-- begin Data rows --
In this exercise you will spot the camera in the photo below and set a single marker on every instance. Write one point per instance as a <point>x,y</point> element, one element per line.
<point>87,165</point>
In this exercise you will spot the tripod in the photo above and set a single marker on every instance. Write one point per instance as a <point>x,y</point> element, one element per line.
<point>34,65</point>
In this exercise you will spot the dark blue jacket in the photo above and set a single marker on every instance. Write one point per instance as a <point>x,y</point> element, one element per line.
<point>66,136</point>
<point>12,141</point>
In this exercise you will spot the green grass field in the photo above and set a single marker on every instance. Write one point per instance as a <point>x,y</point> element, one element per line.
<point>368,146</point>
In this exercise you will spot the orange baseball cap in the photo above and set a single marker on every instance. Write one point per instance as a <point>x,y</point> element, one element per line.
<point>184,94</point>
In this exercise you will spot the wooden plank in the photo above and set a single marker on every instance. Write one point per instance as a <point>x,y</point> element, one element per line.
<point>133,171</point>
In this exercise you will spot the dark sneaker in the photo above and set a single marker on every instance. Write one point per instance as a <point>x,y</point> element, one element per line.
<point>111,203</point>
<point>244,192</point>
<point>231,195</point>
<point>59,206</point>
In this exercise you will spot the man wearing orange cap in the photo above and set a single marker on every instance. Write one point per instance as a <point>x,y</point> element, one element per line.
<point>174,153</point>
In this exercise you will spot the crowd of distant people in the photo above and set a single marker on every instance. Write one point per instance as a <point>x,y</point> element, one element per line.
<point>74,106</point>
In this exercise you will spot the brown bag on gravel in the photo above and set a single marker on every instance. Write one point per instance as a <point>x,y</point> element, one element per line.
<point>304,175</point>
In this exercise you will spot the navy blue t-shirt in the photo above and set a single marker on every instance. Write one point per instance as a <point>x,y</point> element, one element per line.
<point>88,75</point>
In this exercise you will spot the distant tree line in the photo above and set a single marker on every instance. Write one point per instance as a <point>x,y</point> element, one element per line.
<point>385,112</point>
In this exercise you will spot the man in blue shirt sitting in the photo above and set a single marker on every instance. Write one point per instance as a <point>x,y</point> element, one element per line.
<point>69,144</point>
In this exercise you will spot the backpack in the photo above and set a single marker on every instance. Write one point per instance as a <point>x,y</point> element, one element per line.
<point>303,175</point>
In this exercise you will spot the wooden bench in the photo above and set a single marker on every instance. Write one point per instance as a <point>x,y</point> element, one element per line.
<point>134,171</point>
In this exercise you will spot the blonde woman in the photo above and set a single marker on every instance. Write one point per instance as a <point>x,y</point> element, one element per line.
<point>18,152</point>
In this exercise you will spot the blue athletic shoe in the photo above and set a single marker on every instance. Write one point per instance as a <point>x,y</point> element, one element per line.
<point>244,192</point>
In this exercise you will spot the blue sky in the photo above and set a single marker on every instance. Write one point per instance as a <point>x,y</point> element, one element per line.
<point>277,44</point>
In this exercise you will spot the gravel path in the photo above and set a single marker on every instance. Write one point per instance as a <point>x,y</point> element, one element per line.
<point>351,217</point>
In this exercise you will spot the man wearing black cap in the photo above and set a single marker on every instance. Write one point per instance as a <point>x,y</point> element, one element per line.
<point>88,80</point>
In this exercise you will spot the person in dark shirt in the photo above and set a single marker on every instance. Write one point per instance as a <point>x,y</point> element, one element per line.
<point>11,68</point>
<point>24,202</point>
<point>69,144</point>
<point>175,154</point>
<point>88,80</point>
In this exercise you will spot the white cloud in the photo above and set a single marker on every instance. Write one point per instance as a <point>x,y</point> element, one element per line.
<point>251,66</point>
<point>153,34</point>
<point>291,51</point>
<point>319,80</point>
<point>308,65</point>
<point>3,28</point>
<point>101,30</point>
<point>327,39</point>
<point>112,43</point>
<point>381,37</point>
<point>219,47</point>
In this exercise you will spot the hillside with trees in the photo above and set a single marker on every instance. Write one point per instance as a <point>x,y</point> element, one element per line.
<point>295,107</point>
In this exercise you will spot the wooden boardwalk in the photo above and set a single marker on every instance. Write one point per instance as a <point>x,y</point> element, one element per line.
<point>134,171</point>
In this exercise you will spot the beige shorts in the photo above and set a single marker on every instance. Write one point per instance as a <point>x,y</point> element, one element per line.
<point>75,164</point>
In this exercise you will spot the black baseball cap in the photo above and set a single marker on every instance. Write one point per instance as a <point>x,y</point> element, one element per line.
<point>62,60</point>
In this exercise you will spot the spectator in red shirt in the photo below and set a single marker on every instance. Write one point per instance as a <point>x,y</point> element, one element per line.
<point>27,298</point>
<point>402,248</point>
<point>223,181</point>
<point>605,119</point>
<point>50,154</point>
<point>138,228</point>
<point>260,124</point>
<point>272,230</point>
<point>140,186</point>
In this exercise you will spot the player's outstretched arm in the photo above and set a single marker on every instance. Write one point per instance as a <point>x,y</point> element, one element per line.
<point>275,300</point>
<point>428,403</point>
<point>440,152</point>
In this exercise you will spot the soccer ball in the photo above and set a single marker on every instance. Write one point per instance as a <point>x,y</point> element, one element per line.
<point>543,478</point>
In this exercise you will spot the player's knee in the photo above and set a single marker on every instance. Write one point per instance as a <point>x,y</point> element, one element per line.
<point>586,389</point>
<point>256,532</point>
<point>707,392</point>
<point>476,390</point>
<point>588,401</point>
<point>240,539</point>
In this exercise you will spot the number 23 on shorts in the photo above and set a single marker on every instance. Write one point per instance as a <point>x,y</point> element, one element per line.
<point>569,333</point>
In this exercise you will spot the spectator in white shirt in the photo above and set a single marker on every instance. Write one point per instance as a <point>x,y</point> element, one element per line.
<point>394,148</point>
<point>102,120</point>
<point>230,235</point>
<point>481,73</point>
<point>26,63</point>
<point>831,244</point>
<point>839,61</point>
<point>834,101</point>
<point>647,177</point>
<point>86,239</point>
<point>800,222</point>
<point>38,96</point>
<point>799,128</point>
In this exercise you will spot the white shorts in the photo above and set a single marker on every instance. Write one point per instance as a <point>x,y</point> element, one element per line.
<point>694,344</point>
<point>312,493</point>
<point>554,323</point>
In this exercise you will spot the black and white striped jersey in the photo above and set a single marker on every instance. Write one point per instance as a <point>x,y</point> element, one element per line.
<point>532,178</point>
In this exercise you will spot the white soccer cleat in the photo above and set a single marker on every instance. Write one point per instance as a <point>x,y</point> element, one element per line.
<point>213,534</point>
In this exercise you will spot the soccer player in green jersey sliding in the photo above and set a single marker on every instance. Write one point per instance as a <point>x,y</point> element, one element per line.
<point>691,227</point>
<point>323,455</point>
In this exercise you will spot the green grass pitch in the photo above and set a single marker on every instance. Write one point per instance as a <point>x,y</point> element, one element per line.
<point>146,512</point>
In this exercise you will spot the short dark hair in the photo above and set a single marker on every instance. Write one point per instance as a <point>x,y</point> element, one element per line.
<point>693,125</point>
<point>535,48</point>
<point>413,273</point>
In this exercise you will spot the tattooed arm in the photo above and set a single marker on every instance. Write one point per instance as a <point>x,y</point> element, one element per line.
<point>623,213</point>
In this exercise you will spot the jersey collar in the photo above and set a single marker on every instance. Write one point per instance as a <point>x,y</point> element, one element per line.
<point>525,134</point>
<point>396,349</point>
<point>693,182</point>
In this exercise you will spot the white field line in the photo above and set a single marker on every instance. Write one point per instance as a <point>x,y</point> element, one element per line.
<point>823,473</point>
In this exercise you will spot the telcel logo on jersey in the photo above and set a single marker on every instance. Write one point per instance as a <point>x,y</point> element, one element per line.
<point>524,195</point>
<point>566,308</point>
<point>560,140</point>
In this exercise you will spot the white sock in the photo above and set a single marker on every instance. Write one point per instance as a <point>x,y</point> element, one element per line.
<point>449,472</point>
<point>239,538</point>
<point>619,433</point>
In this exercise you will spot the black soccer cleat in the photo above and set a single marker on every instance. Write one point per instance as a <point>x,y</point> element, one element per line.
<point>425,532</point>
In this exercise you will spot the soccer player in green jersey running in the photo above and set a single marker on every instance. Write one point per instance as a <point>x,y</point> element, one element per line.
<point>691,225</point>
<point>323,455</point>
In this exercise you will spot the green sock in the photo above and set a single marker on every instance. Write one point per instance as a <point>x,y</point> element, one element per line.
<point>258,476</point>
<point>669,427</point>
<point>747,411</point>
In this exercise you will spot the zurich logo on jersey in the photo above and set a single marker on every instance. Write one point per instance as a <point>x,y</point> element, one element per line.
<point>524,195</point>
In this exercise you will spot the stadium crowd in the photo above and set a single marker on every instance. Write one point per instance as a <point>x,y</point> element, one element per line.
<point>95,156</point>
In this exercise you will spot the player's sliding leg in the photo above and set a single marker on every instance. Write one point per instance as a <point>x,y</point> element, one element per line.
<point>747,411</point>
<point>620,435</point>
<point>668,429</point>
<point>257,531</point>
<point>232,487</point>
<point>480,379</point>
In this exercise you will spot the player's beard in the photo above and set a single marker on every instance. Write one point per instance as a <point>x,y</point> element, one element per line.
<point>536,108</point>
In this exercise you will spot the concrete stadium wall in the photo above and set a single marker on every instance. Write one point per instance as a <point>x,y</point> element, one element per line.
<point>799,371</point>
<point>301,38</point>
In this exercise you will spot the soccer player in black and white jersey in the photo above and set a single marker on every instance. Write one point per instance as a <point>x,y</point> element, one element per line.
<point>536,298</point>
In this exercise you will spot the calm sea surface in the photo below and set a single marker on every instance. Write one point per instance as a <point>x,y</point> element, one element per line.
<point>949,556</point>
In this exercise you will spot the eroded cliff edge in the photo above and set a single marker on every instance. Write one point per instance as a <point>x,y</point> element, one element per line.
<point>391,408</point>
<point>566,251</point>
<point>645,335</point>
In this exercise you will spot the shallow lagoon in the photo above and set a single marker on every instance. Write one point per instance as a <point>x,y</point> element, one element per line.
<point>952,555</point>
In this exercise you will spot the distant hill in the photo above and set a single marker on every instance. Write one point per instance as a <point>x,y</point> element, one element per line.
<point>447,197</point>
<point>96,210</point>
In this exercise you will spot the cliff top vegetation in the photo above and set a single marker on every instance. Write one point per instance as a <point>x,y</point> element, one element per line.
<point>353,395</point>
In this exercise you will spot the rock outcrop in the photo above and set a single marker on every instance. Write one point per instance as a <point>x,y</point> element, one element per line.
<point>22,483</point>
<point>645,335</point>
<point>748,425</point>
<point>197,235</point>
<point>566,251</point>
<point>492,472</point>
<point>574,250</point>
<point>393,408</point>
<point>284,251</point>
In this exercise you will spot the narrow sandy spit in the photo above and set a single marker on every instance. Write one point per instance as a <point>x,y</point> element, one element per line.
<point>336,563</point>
-- end Data rows --
What to work on: Write out again the stretch from the line containing "In this exercise you will spot the concrete" through the line containing "<point>96,210</point>", replacing "set a single marker" with "place one marker" and leaving everything else unchanged.

Completed exercise:
In this exercise you will spot the concrete stadium wall in the photo above and place one marker on every instance. Write one point per instance as a <point>x,y</point> element, one element per line.
<point>799,371</point>
<point>301,38</point>
In this exercise you will spot the soccer player in black and white jersey in the photo above and place one marker on every instance. Write one point per instance as a <point>x,y</point> element, one element per line.
<point>536,298</point>
In this exercise you will spot the calm sea surface in the photo below and place one marker on every instance. Write one point per instance as a <point>x,y</point> element, one element per line.
<point>949,556</point>
In this exercise you will spot the eroded cliff edge in the photo above and place one marker on every instance. Write one point per instance as a <point>x,y</point> element, one element per line.
<point>391,408</point>
<point>566,251</point>
<point>645,335</point>
In this exercise you will spot the shallow lagoon in the photo above and place one marker on every instance. Write one point per instance as a <point>x,y</point> element, one element per line.
<point>952,555</point>
In this exercise you will spot the distant hill in the photo above and place one marker on every instance. Write one point per instance as a <point>x,y</point> element, one element per line.
<point>447,197</point>
<point>96,210</point>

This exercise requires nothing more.